Given data:
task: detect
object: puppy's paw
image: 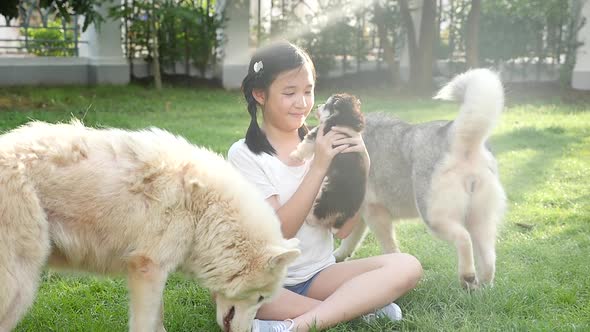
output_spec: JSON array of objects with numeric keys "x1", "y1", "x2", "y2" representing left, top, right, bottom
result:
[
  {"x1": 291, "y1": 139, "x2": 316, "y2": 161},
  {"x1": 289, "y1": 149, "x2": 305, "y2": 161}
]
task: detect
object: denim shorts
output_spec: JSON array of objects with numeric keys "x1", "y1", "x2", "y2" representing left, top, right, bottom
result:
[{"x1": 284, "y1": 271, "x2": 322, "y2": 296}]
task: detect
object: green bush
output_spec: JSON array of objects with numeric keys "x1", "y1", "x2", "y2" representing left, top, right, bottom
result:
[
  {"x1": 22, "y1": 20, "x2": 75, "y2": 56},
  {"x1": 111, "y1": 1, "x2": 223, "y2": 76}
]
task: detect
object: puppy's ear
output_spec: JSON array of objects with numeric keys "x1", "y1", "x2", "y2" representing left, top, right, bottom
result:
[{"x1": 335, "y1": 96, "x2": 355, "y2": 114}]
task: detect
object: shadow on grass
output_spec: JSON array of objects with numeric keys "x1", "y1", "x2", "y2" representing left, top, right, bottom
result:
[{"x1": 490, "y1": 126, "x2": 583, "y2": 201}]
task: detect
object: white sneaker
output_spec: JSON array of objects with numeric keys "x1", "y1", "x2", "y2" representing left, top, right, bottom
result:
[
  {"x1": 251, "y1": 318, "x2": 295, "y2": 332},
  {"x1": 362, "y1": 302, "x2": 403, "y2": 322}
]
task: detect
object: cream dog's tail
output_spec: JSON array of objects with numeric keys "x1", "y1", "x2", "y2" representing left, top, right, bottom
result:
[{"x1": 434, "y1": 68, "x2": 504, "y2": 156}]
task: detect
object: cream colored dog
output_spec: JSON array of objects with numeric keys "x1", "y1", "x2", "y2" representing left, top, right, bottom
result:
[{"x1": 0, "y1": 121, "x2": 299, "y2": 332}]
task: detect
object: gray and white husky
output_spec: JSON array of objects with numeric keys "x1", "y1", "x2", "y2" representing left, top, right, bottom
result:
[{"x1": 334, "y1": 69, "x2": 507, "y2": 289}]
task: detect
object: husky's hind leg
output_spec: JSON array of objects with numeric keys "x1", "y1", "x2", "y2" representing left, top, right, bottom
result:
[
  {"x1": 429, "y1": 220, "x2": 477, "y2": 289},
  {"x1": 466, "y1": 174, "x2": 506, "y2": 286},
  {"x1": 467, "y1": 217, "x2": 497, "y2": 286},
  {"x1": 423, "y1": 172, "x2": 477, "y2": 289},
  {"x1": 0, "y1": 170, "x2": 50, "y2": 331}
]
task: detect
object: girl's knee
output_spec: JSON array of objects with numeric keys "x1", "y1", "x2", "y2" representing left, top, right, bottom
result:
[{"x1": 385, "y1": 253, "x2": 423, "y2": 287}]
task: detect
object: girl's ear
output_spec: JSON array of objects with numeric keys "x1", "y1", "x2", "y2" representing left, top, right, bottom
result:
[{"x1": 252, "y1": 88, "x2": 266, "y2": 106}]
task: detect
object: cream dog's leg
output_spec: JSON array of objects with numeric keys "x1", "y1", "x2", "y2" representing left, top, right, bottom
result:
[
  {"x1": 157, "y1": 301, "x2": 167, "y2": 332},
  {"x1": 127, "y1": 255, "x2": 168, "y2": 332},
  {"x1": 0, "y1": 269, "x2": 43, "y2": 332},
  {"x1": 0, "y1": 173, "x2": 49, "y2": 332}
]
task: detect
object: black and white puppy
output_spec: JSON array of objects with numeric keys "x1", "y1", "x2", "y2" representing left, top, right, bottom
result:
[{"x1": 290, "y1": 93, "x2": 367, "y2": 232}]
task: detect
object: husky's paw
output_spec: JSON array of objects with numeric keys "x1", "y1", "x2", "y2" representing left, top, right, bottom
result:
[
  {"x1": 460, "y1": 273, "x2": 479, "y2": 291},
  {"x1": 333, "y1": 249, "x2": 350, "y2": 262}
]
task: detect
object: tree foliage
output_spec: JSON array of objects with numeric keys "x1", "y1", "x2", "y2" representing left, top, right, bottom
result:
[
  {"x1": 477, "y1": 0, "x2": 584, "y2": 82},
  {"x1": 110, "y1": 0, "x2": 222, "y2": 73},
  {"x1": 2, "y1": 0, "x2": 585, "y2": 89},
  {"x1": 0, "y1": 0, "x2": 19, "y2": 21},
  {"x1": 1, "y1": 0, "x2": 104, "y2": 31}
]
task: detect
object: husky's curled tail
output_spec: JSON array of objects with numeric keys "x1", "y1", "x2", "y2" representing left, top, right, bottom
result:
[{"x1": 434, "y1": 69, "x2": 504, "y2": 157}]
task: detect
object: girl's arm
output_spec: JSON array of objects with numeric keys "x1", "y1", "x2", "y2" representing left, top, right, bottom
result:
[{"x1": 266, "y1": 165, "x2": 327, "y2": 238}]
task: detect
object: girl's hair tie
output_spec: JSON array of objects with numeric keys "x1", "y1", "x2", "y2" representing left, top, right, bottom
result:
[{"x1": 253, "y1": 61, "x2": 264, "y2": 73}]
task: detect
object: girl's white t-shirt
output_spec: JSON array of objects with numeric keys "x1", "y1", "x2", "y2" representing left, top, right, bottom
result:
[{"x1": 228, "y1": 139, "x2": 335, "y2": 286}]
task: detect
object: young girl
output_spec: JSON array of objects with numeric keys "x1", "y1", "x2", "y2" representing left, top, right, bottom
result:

The task:
Would it be possible to reproduce the material word for word, images omitted?

The answer:
task: detect
object: puppy's paw
image: 
output_spec: JSON array of objects with numeric keys "x1", "y1", "x2", "y2" representing left, top, right, bottom
result:
[
  {"x1": 291, "y1": 139, "x2": 316, "y2": 161},
  {"x1": 289, "y1": 149, "x2": 305, "y2": 161}
]
task: detect
object: denim shorts
output_spec: JSON array of objects with numeric keys "x1", "y1", "x2", "y2" representing left, top, right, bottom
result:
[{"x1": 284, "y1": 271, "x2": 322, "y2": 296}]
task: detect
object: green bush
output_spec: JSON array of objects with numeric keys "x1", "y1", "x2", "y2" representing left, top, right, bottom
result:
[
  {"x1": 22, "y1": 20, "x2": 75, "y2": 56},
  {"x1": 111, "y1": 1, "x2": 223, "y2": 76}
]
task: detect
object: puppy's ear
output_spec: JSON array of objects with numeric keys "x1", "y1", "x2", "y2" representing left, top, right, bottom
result:
[{"x1": 335, "y1": 96, "x2": 355, "y2": 114}]
task: detect
object: shadow on grass
output_spec: JSON array of objects with numeric keys "x1", "y1", "x2", "y2" representing left, top, right, bottom
result:
[{"x1": 490, "y1": 126, "x2": 583, "y2": 201}]
task: detect
object: white sneaker
output_spec: JSON array of objects with numeric keys "x1", "y1", "x2", "y2" representing left, top, right, bottom
result:
[
  {"x1": 251, "y1": 318, "x2": 295, "y2": 332},
  {"x1": 362, "y1": 302, "x2": 403, "y2": 322}
]
task: detect
object: cream dog's tail
output_spec: JSON array of objects with numeric keys "x1", "y1", "x2", "y2" representing left, top, right, bottom
result:
[{"x1": 434, "y1": 68, "x2": 504, "y2": 156}]
task: detect
object: cream colored dog
output_spec: JSON array of objects with numeric keys "x1", "y1", "x2", "y2" representing left, top, right, bottom
result:
[{"x1": 0, "y1": 121, "x2": 299, "y2": 332}]
task: detect
object: gray and white husky
output_spec: JSON array of objects with numeric keys "x1", "y1", "x2", "y2" representing left, top, right, bottom
result:
[{"x1": 334, "y1": 69, "x2": 507, "y2": 289}]
task: detect
object: husky's hind leg
output_spec: JSON array of objects with numeric keys "x1", "y1", "x2", "y2" representing left, top, right, bottom
result:
[
  {"x1": 429, "y1": 220, "x2": 477, "y2": 289},
  {"x1": 466, "y1": 174, "x2": 506, "y2": 286},
  {"x1": 467, "y1": 217, "x2": 497, "y2": 286},
  {"x1": 423, "y1": 172, "x2": 477, "y2": 289},
  {"x1": 0, "y1": 170, "x2": 50, "y2": 331}
]
task: detect
object: girl's knee
output_spec: JSON array of objects with numeric keys "x1", "y1", "x2", "y2" representing left, top, right, bottom
result:
[{"x1": 385, "y1": 253, "x2": 423, "y2": 287}]
task: detect
object: girl's ear
output_spec: JSON array of objects with numeric keys "x1", "y1", "x2", "y2" representing left, top, right, bottom
result:
[{"x1": 252, "y1": 88, "x2": 266, "y2": 106}]
task: detect
object: cream dog's leg
output_spec: JSON array of objects with numeric keys "x1", "y1", "x2", "y2" representing left, top, right, bottom
result:
[
  {"x1": 157, "y1": 301, "x2": 167, "y2": 332},
  {"x1": 127, "y1": 255, "x2": 168, "y2": 332},
  {"x1": 0, "y1": 269, "x2": 43, "y2": 332},
  {"x1": 0, "y1": 173, "x2": 49, "y2": 332}
]
task: detect
object: black and white puppy
output_spec: JSON array of objects with numeric keys "x1", "y1", "x2", "y2" representing left, top, right, bottom
result:
[{"x1": 290, "y1": 93, "x2": 367, "y2": 232}]
task: detect
object: husky's paw
output_spec: JSON array of objects with numeric keys "x1", "y1", "x2", "y2" representing left, top, right, bottom
result:
[
  {"x1": 460, "y1": 273, "x2": 479, "y2": 291},
  {"x1": 333, "y1": 249, "x2": 350, "y2": 262}
]
task: detect
object: tree foliage
output_spec: JSON array of objects with numeric keys "x1", "y1", "x2", "y2" representing left, top, right, bottom
result:
[
  {"x1": 477, "y1": 0, "x2": 584, "y2": 82},
  {"x1": 110, "y1": 0, "x2": 222, "y2": 73},
  {"x1": 2, "y1": 0, "x2": 585, "y2": 89},
  {"x1": 0, "y1": 0, "x2": 19, "y2": 21},
  {"x1": 1, "y1": 0, "x2": 104, "y2": 31}
]
task: detect
object: husky's curled tail
output_spec: JSON array of objects with numeric keys "x1", "y1", "x2", "y2" representing left, top, right, bottom
result:
[{"x1": 434, "y1": 69, "x2": 504, "y2": 157}]
task: detect
object: girl's arm
output_spec: JSON array of objects with numeric keys "x1", "y1", "x2", "y2" representing left, top, right, bottom
result:
[{"x1": 266, "y1": 165, "x2": 327, "y2": 238}]
task: detect
object: girl's hair tie
output_spec: JSON array of objects with numeric keys "x1", "y1", "x2", "y2" representing left, top, right, bottom
result:
[{"x1": 253, "y1": 61, "x2": 264, "y2": 73}]
task: detect
object: girl's white t-shirt
output_spec: JSON array of objects with numeric keys "x1", "y1", "x2", "y2" representing left, top, right, bottom
result:
[{"x1": 228, "y1": 139, "x2": 335, "y2": 286}]
task: detect
object: young girl
output_spec: JSON array of objects with numeric keys "x1", "y1", "x2", "y2" representing left, top, right, bottom
result:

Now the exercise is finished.